● **Aim**: Count how many lines in the items below contain the string "every", with uppercase and lowercase treated as different. Reply with the number alone.
-- begin Dataset content --
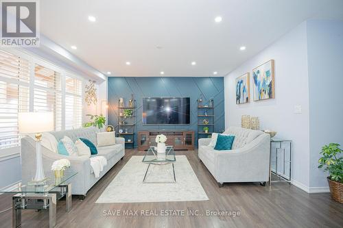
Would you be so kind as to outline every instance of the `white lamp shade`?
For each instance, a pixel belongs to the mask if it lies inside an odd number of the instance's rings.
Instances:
-- end Dataset content --
-- begin Dataset content --
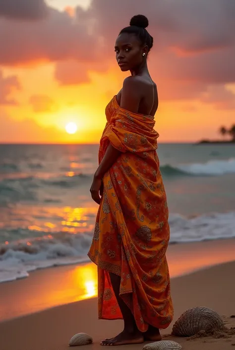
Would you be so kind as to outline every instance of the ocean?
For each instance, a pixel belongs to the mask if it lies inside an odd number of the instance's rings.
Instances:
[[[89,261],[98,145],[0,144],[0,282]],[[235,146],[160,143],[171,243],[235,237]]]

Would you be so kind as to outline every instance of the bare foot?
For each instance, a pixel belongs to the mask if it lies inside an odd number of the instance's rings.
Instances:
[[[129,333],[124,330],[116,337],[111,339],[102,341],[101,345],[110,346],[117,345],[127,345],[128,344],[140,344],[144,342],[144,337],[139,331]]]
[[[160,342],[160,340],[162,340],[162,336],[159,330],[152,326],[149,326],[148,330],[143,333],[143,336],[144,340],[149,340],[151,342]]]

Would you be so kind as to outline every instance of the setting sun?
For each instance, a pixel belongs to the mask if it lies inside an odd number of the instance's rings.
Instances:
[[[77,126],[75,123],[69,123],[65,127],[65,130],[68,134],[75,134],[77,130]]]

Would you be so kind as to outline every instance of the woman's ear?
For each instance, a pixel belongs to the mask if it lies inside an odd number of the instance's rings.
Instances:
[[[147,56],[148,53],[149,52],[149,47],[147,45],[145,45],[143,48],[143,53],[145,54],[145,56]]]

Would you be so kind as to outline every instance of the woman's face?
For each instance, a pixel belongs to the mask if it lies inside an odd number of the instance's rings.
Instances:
-- end Dataset content --
● **Response to the task**: 6